* Your instructions
Your task is to count the lines of the records that contain "like". Answer with the number and nothing else.

* Supplied records
■ ■ ■ ■
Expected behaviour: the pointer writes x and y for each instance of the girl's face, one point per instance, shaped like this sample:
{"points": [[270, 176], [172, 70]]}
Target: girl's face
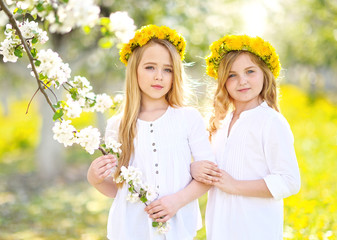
{"points": [[245, 81], [155, 73]]}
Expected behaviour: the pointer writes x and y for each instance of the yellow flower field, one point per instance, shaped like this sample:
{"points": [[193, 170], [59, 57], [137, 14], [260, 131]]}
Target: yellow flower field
{"points": [[77, 211]]}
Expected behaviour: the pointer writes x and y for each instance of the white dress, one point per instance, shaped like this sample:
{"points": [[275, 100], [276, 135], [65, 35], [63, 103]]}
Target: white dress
{"points": [[260, 146], [163, 152]]}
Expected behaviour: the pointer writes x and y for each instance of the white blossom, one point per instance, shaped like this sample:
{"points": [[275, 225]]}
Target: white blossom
{"points": [[25, 4], [64, 133], [118, 98], [89, 138], [133, 197], [82, 84], [103, 102], [75, 13], [151, 193], [122, 25], [110, 142], [163, 227], [53, 67], [7, 49], [73, 108], [119, 179], [89, 100]]}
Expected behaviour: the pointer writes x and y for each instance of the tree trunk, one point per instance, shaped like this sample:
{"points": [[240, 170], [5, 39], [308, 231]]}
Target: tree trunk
{"points": [[50, 153]]}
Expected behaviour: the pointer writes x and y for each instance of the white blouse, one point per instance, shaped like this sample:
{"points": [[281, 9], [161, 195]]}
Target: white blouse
{"points": [[260, 146], [163, 152]]}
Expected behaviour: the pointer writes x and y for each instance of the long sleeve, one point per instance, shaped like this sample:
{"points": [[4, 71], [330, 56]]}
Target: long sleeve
{"points": [[284, 178], [198, 137]]}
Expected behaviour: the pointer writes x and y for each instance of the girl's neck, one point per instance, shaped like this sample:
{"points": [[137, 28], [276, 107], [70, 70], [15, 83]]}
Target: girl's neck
{"points": [[240, 107], [151, 106]]}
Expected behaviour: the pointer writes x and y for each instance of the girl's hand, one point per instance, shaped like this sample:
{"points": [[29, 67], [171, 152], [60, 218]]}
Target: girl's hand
{"points": [[163, 209], [101, 168], [225, 183], [205, 171]]}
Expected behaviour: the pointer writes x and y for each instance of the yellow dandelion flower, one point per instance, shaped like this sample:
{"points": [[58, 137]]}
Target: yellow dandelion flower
{"points": [[255, 45], [146, 33]]}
■ ■ ■ ■
* Exercise answer
10